**Problem:** Report each line from the data below that holds the word "foal".

(Photo-based referring expression data)
+ + + + +

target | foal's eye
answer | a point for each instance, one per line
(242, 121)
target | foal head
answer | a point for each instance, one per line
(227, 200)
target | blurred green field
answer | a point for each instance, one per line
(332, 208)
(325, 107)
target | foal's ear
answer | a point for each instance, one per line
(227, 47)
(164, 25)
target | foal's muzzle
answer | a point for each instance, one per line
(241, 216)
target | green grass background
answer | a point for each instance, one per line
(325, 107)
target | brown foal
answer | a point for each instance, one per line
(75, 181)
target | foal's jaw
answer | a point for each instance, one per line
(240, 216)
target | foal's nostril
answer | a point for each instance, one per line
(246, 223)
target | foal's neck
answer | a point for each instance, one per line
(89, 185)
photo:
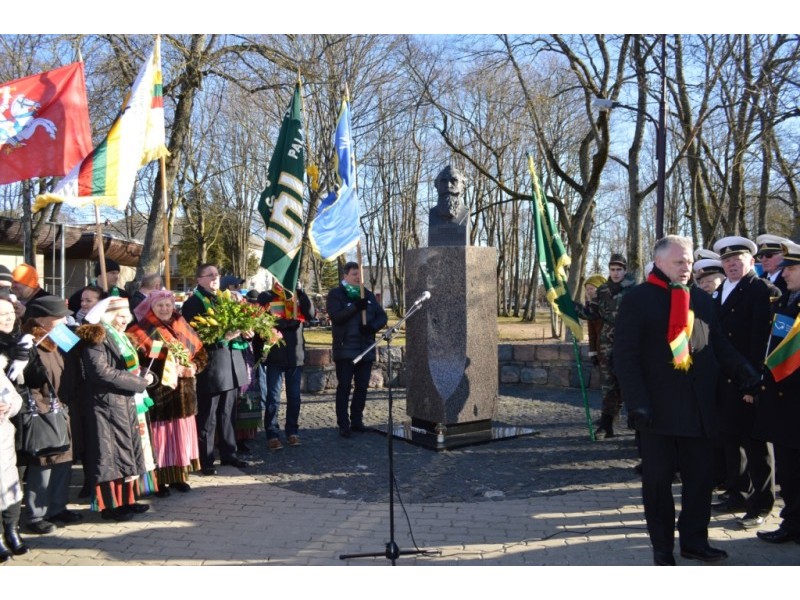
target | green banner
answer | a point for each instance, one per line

+ + + + +

**Exercise result:**
target | foal's eye
target | foal head
target | foal's ear
target | foal's muzzle
target | brown foal
target | foal's jaw
target | foal's nostril
target | foal's neck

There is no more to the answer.